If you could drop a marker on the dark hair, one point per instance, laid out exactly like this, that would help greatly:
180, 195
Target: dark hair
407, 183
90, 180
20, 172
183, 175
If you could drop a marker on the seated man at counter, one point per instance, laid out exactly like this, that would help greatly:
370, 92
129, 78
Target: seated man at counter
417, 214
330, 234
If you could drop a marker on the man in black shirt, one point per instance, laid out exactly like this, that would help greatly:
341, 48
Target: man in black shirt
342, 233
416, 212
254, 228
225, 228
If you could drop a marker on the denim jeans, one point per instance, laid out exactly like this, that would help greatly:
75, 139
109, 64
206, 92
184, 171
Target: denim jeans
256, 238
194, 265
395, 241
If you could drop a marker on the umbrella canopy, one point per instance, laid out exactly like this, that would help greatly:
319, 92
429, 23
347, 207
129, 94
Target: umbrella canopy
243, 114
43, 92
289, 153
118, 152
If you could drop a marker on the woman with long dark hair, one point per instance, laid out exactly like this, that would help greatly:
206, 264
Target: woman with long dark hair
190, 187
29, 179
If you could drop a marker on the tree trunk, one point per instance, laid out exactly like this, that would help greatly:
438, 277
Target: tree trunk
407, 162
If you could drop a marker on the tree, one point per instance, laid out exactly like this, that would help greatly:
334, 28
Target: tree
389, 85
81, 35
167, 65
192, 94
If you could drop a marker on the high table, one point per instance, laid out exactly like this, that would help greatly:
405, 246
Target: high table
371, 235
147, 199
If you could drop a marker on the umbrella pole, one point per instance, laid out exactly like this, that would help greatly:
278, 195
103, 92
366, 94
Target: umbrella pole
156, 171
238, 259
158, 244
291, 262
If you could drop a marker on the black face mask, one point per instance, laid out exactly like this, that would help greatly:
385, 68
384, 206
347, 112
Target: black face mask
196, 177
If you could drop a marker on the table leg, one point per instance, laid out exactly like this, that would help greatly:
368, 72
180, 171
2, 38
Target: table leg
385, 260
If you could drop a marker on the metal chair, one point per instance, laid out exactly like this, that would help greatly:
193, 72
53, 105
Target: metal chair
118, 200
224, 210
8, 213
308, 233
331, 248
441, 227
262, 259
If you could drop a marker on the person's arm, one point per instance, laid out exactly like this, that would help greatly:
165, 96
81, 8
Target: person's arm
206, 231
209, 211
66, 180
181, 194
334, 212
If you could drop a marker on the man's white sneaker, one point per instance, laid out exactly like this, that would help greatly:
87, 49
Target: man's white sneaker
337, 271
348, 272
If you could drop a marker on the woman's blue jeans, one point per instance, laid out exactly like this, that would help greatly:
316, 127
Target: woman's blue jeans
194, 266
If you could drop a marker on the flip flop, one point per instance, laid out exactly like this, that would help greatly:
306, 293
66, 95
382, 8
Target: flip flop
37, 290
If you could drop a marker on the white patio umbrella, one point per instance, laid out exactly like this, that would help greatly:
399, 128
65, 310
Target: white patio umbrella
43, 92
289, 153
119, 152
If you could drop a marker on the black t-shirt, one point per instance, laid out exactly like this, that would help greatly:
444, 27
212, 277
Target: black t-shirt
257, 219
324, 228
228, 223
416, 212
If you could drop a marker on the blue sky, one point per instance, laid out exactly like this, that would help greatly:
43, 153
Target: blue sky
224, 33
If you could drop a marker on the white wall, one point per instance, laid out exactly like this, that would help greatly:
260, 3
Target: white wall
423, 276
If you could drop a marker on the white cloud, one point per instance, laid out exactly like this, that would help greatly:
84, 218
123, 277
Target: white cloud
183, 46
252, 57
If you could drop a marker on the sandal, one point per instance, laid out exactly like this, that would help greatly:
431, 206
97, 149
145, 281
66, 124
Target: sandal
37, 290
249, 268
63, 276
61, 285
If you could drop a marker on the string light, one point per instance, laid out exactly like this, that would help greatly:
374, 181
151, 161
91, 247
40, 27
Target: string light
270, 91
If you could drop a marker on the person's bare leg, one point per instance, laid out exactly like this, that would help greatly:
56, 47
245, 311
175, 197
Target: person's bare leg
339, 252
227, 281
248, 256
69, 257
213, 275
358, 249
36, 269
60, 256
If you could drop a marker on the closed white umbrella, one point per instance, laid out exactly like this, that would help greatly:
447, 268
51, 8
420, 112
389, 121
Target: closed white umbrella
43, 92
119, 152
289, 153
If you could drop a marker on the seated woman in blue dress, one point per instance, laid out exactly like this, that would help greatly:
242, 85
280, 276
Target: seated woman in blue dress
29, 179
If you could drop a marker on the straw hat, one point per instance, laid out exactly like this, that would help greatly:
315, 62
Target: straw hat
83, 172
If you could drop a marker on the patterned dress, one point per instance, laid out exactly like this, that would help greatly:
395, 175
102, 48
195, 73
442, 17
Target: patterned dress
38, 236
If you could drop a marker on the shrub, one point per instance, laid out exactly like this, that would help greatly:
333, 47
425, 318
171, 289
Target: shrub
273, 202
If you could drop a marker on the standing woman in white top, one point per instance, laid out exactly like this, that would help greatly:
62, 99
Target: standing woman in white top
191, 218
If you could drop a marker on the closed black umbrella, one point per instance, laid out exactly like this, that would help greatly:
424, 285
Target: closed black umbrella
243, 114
━━━━━━━━━━
Reproduce all of the records above word for word, leaving every line unchanged.

• RESULT:
If you could drop a marker on the dark hair, one point per instance, laid out exactly like this, that would help greatly:
180, 195
Target: dark hair
407, 183
90, 180
20, 172
183, 175
If you could drop a marker on the seated man at counter, one point per instance, laid out exactly like this, that would help greatly:
370, 92
129, 78
Target: seated man at counter
417, 214
330, 234
If you could drop a marker on the man in black shirt, one point per instance, laid out exactly like this, that would help greatly:
341, 48
Target: man in black shirt
342, 233
416, 212
254, 228
225, 228
If you could drop a marker on the denim jeans, one point per instance, laid out exactly like this, that would help greatly:
75, 139
109, 64
206, 92
184, 171
Target: denim jeans
256, 238
194, 265
395, 241
If you could drop a marker on the umbrella canopy, one point per instance, laid out exactly like this, that would help greatly:
319, 92
429, 23
347, 207
129, 94
Target: umbrella canopy
243, 114
43, 92
289, 153
118, 152
If you could drop a marker on the woman with long dark hair, one point per instance, laid out exactly like this, that would help greatly:
206, 264
Target: woman with long dark hair
190, 187
29, 179
If you could drop a marker on the tree trunk, one point per instance, laid out exactly like this, that would help greatly:
438, 277
Target: tree trunk
407, 162
If you could drop a marker on the tree, one point per instance, laid out exactly like this, that would help greatly:
334, 28
Target: tree
389, 85
81, 35
167, 65
192, 94
If you could drop a marker on the high table, one point per instance, laid out exactly like this, that would help greatly:
405, 246
Target: high table
371, 235
147, 199
If you could drop a marker on the umbrella pole, one point per instance, laid out exactly like this, that would help greatly:
278, 195
103, 92
366, 94
Target: umbrella pole
156, 171
238, 259
158, 244
291, 262
If you could drop a marker on the black face mask, one point per instance, laid out exactly like this, that would help greatly:
385, 68
384, 206
347, 112
Target: black face mask
196, 177
If you could drop a marker on the table leg, one point per instance, laid out exactly like this, that would help greatly:
368, 72
180, 171
2, 38
Target: table leg
385, 260
If you could drop a marker on the metal chair, one point per instance, laid out exactly like this, that would help greatly:
193, 72
53, 105
Target: metal chair
118, 200
224, 210
8, 213
308, 233
331, 248
441, 227
262, 259
If you could drop a marker on the person's arm, one point per instance, laid out exactly like this, that would help greatly:
165, 96
81, 8
Target: person's arm
206, 231
209, 211
66, 180
181, 194
334, 212
If you could drop a marker on the man's white sneaker, one point per instance, laid out exactly like this, that would help greatly:
87, 49
Target: man's white sneaker
337, 271
348, 272
If you could drop a marker on the woman's blue jeans, one point per instance, laid out exactly like this, that would help greatly:
316, 127
Target: woman's blue jeans
194, 266
If you could drop a marker on the flip flop, one point per instance, laid out exactly like this, that would help greatly:
306, 293
66, 95
382, 8
Target: flip flop
37, 290
If you could drop a marker on the white patio umbrella, one point per instance, laid out exactly like this, that would help greatly:
399, 128
65, 310
Target: white patio umbrella
43, 92
289, 153
119, 152
If you could drop a marker on the black t-shirt, one point per instance, laid out exactly like this, that would help greatly:
444, 27
212, 277
Target: black t-shirt
257, 219
324, 228
228, 223
416, 212
If you could drop a marker on the blue sky, one point per instance, laid out exactly like this, that would help greatly:
43, 153
Target: blue sky
224, 33
If you could drop a marker on the white wall, one point per instance, laid out exactly like this, that would help greatly:
260, 3
Target: white wall
423, 276
If you could drop a marker on the white cloud, one point per instance, laid out exactly like this, that would help greatly:
84, 218
123, 277
Target: white cloud
183, 46
252, 57
If you could drop a marker on the sandal, one point per instance, laid out exactly like this, that would help greatly:
431, 206
97, 149
145, 281
66, 124
Target: sandal
37, 290
249, 268
63, 276
61, 285
If you could drop a marker on the string light, one point per instance, laid out exactly like this, that would help greatly:
374, 181
151, 161
91, 247
40, 27
Target: string light
270, 91
If you could drop a marker on the person's bare leg, one point per instance, laid out exactly like this, that would help greatly:
56, 47
245, 311
175, 197
Target: person's bare leg
339, 252
227, 281
248, 256
69, 257
213, 275
358, 249
36, 269
60, 256
If you could drop a marker on the closed white umbrella, one point per instance, laid out exactly like this, that would help greatly:
447, 268
51, 8
420, 112
389, 121
Target: closed white umbrella
43, 92
119, 152
289, 153
If you could drop a marker on the seated woman in blue dress, one point per instance, laid out exactly like this, that would help greatly:
242, 85
280, 276
Target: seated woman in blue dress
29, 179
If you could drop a marker on the straw hat, one point per instance, laid out exactly like this, that would help greatly:
315, 62
Target: straw hat
83, 172
If you could drop a marker on the patterned dress, one point per instance, laid out exactly like this, that would help greatly:
395, 175
102, 48
195, 73
442, 17
Target: patterned dress
38, 236
If you could drop a marker on the shrub, one point per instance, laid out exactly like this, that would help greatly:
333, 47
425, 318
171, 289
Target: shrub
273, 202
If you could drop a marker on the standing woman in white top, one point per instance, laid out exactly like this, that would help greatly:
62, 99
Target: standing woman in white top
191, 218
If you could drop a marker on the closed black umbrella, one point per instance, laid out exactly like this, that would help greatly:
424, 285
Target: closed black umbrella
243, 114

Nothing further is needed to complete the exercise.